Source text →
As part of its reorganization plan, the company had entered into a settlement with the majority of its existing debt holders to convert more than $200 million of debt into equity.
The agreement states that Eurofresh will receive $35 million in new capital to repay debt, ensure financial stability and invest in strategic capital expenditures. The new money comes from an investor group including company founder and chairman Johan van den Berg.
Two competing bids for the company emerged during the bankruptcy proceedings, but the investor group including the former founder later topped those tentative offers, which Ferguson said were never formalized.
In addition, Eurofresh reached agreement on claims by secured lenders and the U.S. Department of Labor, which had pressed a $6 million claim against the company for alleged labor-law violations.
Most recently, the company came to agreement with a group of lenders led by Silver Point Finance LLC and including Wells Fargo, which will continue a long-term credit agreement with the company.
Ferguson said he will stay on as CEO and he expects no major management changes, though a new board of directors will take over when the reorganized company emerges
Nov. 18. Ferguson said the company has continued to operate profitably, excluding reorganization expenses, and without layoffs throughout the bankruptcy process. The company is still working to improve production but is ahead of its plan, he added.
Eurofresh is also pushing new product and marketinginitiatives.
The company earlier this year rolled out a line of mini-cucumbers and bite-sized grape tomatoes, and launched a new “Fresh Idea” labeling program suggesting consumer uses for each product.
“They’ve been very active on the marketing side,” said Greg Johnson, editor of the produceindustry weekly newsletter The Packer in Lenexa, Kan.
“They’re not just sitting on a beefsteak tomato and saying, ‘this is what we got, take it,’ which seems to suggest they’re in a good business place.”
Greenhouse tomatoes are a high-value crop, accounting for about 35 to 40 percent of U.S. retail tomato sales worth an estimated $2.5 billion to $3 billion in 2008, Johnson said, adding that Eurofresh is a major domestic producer.
Eurofresh reported revenues of $177 million in 2008.
“They are considered a big player, especially in the U.S.,” Johnson said.
But like other U.S. growers, Eurofresh faces stiff competition from Canadian and Mexican greenhouse tomato producers, as well as prices that have flattened in the past few years, he said.

Given information →
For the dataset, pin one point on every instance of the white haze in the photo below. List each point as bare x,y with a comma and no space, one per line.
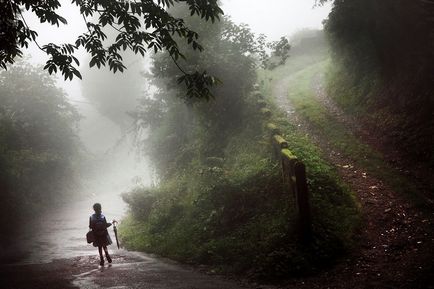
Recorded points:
274,18
116,167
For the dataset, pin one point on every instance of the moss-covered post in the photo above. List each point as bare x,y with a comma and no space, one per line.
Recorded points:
303,205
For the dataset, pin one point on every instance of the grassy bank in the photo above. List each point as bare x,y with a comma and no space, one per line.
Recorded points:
302,95
231,211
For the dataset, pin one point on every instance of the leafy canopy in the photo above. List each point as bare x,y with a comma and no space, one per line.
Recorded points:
140,26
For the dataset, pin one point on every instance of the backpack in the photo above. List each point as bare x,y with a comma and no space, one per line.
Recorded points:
99,225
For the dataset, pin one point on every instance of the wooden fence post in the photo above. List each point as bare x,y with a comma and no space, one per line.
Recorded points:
302,201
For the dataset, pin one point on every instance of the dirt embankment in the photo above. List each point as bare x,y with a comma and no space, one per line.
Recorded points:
395,242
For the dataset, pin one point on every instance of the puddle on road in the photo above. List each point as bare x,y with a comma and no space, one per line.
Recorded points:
61,234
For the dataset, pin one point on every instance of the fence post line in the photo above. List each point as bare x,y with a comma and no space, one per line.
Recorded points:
303,205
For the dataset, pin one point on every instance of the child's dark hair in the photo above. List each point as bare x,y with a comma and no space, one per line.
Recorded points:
97,207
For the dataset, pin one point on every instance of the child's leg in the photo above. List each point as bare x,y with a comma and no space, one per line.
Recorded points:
107,254
101,258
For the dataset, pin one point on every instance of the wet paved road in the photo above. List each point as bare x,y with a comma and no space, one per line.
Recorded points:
59,258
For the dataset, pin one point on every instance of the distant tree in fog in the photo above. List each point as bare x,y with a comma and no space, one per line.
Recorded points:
140,26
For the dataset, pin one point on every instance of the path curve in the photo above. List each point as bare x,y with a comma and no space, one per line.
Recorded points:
395,242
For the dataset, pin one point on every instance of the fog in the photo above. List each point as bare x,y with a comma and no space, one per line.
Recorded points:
115,165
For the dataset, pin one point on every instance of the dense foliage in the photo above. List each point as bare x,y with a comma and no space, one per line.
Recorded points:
383,67
140,26
219,199
38,145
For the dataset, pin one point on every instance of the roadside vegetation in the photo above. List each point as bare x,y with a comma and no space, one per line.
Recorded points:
219,199
304,83
39,149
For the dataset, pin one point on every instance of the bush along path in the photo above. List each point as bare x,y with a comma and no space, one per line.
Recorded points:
395,243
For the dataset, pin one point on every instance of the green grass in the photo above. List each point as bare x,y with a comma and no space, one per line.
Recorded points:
302,96
234,214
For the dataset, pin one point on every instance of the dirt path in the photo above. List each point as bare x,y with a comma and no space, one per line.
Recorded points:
129,270
396,241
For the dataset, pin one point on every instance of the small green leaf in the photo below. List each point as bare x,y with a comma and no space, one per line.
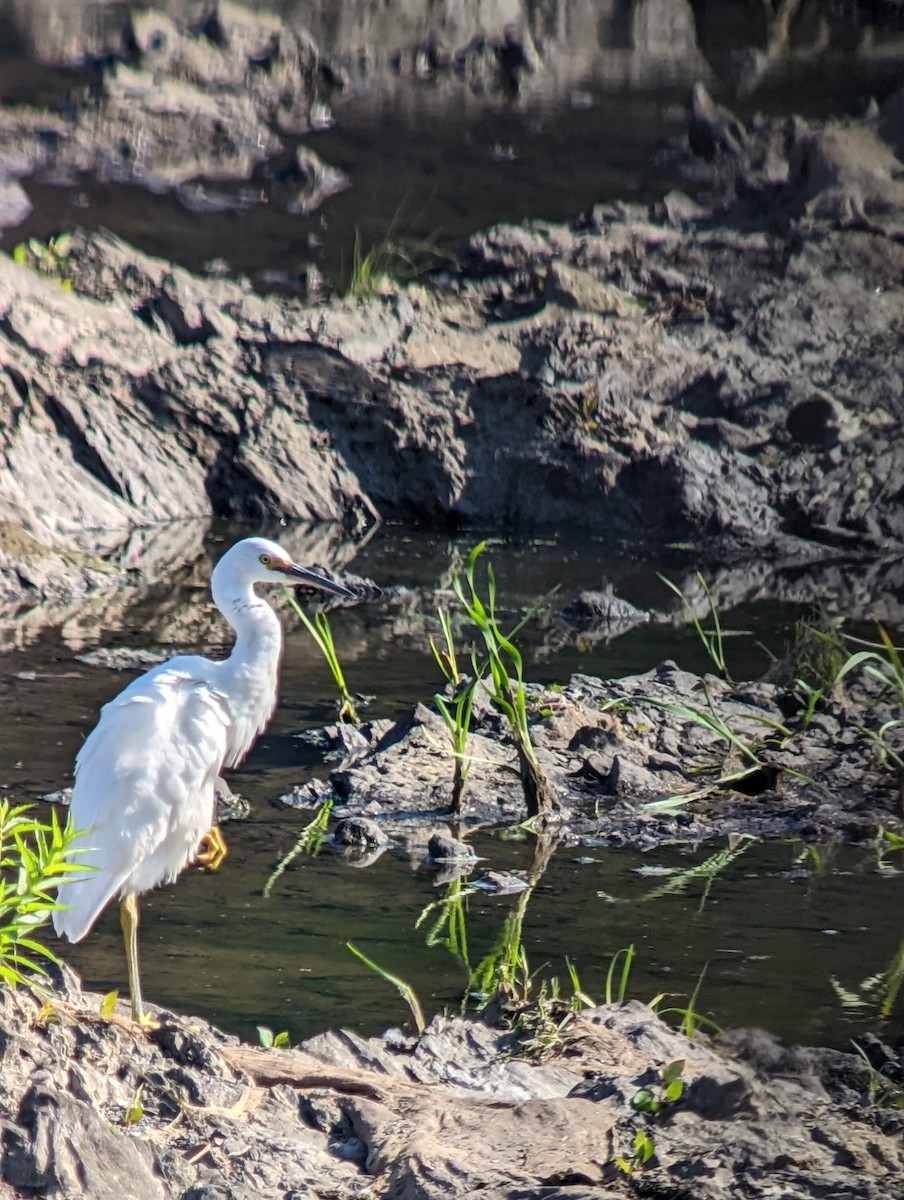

Description of the task → Under the agreement described in the Eurofresh article, how much new capital will the company receive? Answer from the Eurofresh article alone.

Problem solution → $35 million.